**AIM OF THE TASK**
Write the full listing out again, word for word, but omit the pictures.

========

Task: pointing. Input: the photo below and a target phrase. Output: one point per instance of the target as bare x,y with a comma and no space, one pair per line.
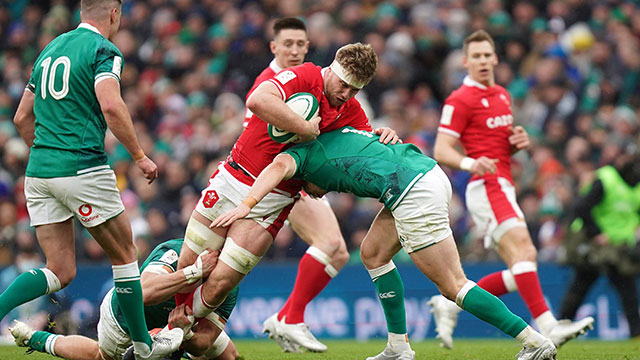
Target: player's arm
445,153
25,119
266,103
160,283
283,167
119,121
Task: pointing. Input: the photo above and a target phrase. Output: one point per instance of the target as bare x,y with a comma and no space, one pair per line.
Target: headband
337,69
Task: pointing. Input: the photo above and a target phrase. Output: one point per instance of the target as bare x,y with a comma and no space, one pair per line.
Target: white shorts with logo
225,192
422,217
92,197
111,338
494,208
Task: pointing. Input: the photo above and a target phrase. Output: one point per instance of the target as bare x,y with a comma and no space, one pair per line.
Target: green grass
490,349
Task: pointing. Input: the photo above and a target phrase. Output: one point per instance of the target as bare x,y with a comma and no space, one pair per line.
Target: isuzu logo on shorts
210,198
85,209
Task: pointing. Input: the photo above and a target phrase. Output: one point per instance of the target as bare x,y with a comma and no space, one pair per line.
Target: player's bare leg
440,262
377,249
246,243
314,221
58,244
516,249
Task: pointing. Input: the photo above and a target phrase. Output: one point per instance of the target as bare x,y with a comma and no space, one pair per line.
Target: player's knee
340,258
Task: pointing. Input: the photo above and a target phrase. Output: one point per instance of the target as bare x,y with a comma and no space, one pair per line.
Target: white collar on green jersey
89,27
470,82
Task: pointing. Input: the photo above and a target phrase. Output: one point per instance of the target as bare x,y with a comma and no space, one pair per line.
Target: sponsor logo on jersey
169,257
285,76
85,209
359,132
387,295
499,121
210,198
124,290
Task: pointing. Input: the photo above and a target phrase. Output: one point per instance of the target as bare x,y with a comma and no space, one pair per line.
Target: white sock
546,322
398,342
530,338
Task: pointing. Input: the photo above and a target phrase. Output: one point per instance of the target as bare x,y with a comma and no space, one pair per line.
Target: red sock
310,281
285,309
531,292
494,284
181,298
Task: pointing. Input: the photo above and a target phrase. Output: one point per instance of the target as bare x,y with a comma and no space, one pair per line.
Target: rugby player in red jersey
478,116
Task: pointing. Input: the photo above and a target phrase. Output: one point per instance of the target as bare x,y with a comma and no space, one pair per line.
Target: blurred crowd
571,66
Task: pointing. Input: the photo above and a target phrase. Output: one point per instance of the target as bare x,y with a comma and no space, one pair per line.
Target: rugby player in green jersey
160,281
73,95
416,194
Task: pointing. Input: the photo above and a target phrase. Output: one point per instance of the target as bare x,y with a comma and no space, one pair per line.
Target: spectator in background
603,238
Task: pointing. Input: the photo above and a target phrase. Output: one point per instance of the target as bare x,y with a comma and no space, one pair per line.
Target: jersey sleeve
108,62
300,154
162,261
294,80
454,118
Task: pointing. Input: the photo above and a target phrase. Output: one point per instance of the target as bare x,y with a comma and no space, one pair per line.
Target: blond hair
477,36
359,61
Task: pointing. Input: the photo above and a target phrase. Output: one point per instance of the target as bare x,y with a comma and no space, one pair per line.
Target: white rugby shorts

========

**THE COMPLETED TASK**
Task: pointing. Input: the photo below and a target phrase. Output: one point per instance of the target as bare x,y with a comma and no space, one pair per line.
Target: player's arm
445,153
25,119
266,103
160,283
283,167
119,121
Task: pointing. Input: the photo above and a target phrase. Output: one point per instance of the target as bare x,y with a comma and no space, one pair per line.
Target: headband
337,69
Task: pointing. Input: the photo above and a target phrase. Output: one point per instance of the target as bare x,y with a comma and no space, one pair per line.
Target: white shorts with logo
225,192
422,217
92,197
111,338
494,208
Task: pointing. Input: the photo above and a target phrase. Output: one point per instance of the target as bare x,y with a comma and no space, one pair per line.
Target: green grass
490,349
Task: pointing. Input: the photo above and a target phrase. Output: one point per instance of the target as bare x,y with a comma and no space, one pair per line.
Target: isuzu logo on shorts
210,198
85,209
Task: pointing. Input: the photo above and a target phrase. Output: one point per instance of the target as bare x,y with a comma and no space, one pair per line.
Target: player's bare leg
440,262
377,249
246,243
314,221
58,244
516,249
Task: pointing. Input: the photo above and a target phrase. Output: one point per instance of the target as bare x,y with a comma and no space, one pair per line.
Target: player's knee
340,258
Task: pointing. Input: the photo above and a target phrase. Output: one point per instance of the target as bare x,y with a comma and no space, one pair per line.
Target: white collar on green jersey
89,27
470,82
Task: pointing. Input: the photo above and a target phrase. Output: one point per instance of the target as bare x,y with a comma and no space, one pair per line.
Target: sponsor logo on jersey
169,257
285,76
85,209
359,132
387,295
499,121
210,198
124,290
Task: pointing. Input: the photo above and a target phrase. Output: one point per instance of the target as bare x,y with a comma and no space, one pair per line.
Target: white sock
546,322
398,342
530,338
Task: pointing. Input: the photo above and a target phrase. Output: one point per instance of the target as bare x,y with a comma and no space, one pair per line.
Target: red sock
310,281
285,309
531,292
494,284
181,298
Task: pointing. Input: the photo above and a target phrase. Output: one point per instance of the target as bare x,y with a comma and no space, one pair per line.
Target: rugby player in red jersey
478,116
Task: pointing. Input: the photo above and a target phrase. Output: one point per instance of the target as bare x,y with a comma and no space, one pair per line.
Target: blurred crowd
571,66
Task: pointing. Input: the photo above and a target phrase. Output: one point per instance of the target as bare x,y with a comma and no space, one pair per line.
Target: rugby player in green jersey
160,281
73,95
416,194
Task: pointing. Input: the photo above and a target phrase. Output: one point per instance of the target as bare x,y with a comma and no space, one pair per line.
Target: spectator in background
603,238
Task: pointing. Input: the photo above and a target phrase. Output: one point per instance of the target as bare x,y with a comma and no space, one pair per line.
Target: jersey sleeve
108,62
300,154
162,261
294,80
454,118
Task: pointing. Input: the photo above and a target phrase. Output: one point per instance of the target as bare x,y with a comma and no space, one pair per line.
Target: blond hair
477,36
359,61
Task: pointing. Input: the photo above and a target phrase. Output: one point per instance of the target as bare x,y with a comma and no space, one pair per line.
Target: white rugby shorts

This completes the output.